Transcribe the text below on the Barbados science outreach day between "In the morning, the" and "improved their designs.", inclusive.

[[ Passage provided open ]]

This past September, St. James Parish in Barbados celebrated We Gatherin’, a year-long festival of Barbadian heritage, culture, and community. As part of the festivities, McGill’s Bellairs Research Institute hosted a day-long Science Adventure for local schoolchildren featuring a visit from McGill’s Redpath Museum and the Physics Outreach Committee.
Physics Master’s student Valentina Mazzotti and Physics PhD candidate Catherine Boisvert represented Physics Outreach, with Educational Program Manager Annick Brabant and Educational Consultant Megan Phillips representing the Redpath Museum. A total of 120 students from St. James Parish schools, aged 10 to 14, participated in the event, which marked the first time that both the Redpath Museum and Physics Outreach had ever organized a workshop abroad.
Catherine and Valentina led hands-on physics activities that brought together local middle and high school students for an introduction to physics through simple, engaging hands-on demos and experiments.
In the morning, the activities were designed for younger students, who explored physical concepts such as air resistance, buoyancy, and basic electrochemistry through hands-on demos using simple materials.
In the Parachute Challenge, students worked in small teams to design and build miniature parachutes using everyday materials such as paper, string, plastic bags, and tape. The goal was to safely land a small object (in our case, marbles) from a set height while maximizing air resistance and minimizing the impact speed of their parachute. The session was highly hands-on: students experimented with different canopy shapes and sizes, observed the effects, and iteratively improved their designs.
The potato lamp experiment introduced students to the concept of an electrochemical cell. By inserting two dissimilar metals (zinc and copper) into a potato, students created a simple galvanic cell where a redox reaction generates a small electric current. When connected to a light-emitting diode (LED), the circuit showed how chemical energy stored in the potato could be converted into electrical energy. The students had a lot of fun experimenting with their homemade battery and saw first-hand how connecting more potatoes in series increases the total voltage in the circuit, making the LED appear brighter.

[[ Passage provided closed ]]
[[ Listed records open ]]

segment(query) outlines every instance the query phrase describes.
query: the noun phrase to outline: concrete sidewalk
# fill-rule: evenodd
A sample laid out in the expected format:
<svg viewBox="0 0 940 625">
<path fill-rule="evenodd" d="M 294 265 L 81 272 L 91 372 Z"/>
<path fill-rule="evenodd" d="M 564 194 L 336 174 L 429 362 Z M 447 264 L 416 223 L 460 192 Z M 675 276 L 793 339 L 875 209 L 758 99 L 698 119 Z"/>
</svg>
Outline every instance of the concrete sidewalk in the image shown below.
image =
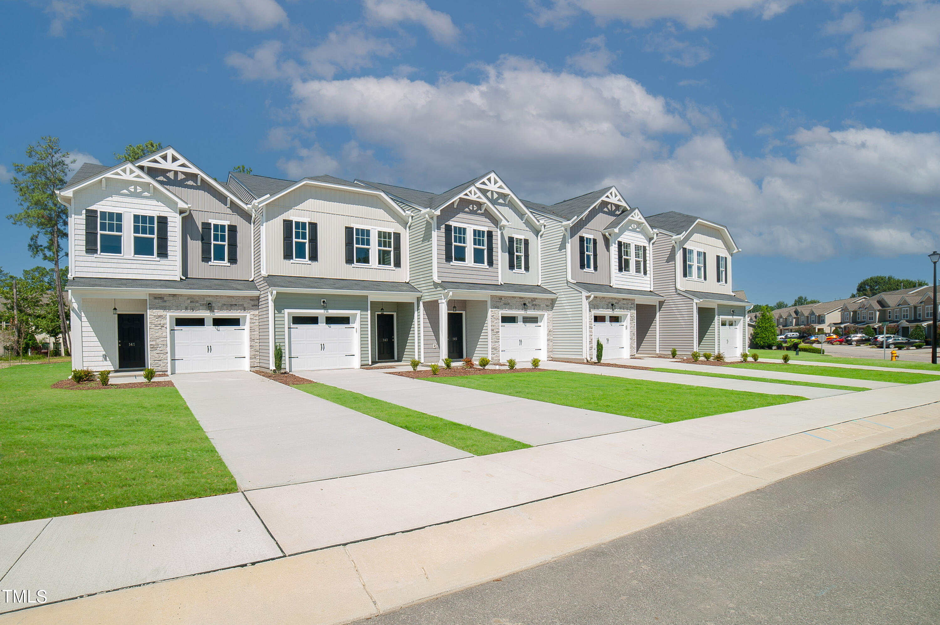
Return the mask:
<svg viewBox="0 0 940 625">
<path fill-rule="evenodd" d="M 471 456 L 248 371 L 173 383 L 242 490 Z"/>
<path fill-rule="evenodd" d="M 628 361 L 624 361 L 627 363 Z M 636 361 L 646 362 L 646 361 Z M 633 365 L 634 361 L 629 361 Z M 704 386 L 706 388 L 720 388 L 727 391 L 745 391 L 748 393 L 763 393 L 765 395 L 794 395 L 818 399 L 836 395 L 845 395 L 854 391 L 842 391 L 837 388 L 820 388 L 818 386 L 795 386 L 793 384 L 775 384 L 770 382 L 751 382 L 750 380 L 728 380 L 727 378 L 710 378 L 705 376 L 683 375 L 682 373 L 663 373 L 661 371 L 643 371 L 641 369 L 627 369 L 617 367 L 599 367 L 596 365 L 582 365 L 558 360 L 549 360 L 542 364 L 547 369 L 556 371 L 572 371 L 574 373 L 592 373 L 614 378 L 629 378 L 631 380 L 645 380 L 647 382 L 663 382 L 670 384 L 684 384 L 686 386 Z M 646 367 L 646 365 L 638 365 Z"/>
<path fill-rule="evenodd" d="M 546 445 L 658 425 L 658 422 L 647 419 L 413 380 L 380 371 L 333 369 L 297 371 L 296 374 L 528 445 Z"/>
</svg>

[[ Listed records closed ]]

Response to the task:
In the morning, the activities were designed for younger students, who explored physical concepts such as air resistance, buoyancy, and basic electrochemistry through hands-on demos using simple materials.
In the Parachute Challenge, students worked in small teams to design and build miniature parachutes using everyday materials such as paper, string, plastic bags, and tape. The goal was to safely land a small object (in our case, marbles) from a set height while maximizing air resistance and minimizing the impact speed of their parachute. The session was highly hands-on: students experimented with different canopy shapes and sizes, observed the effects, and iteratively improved their designs.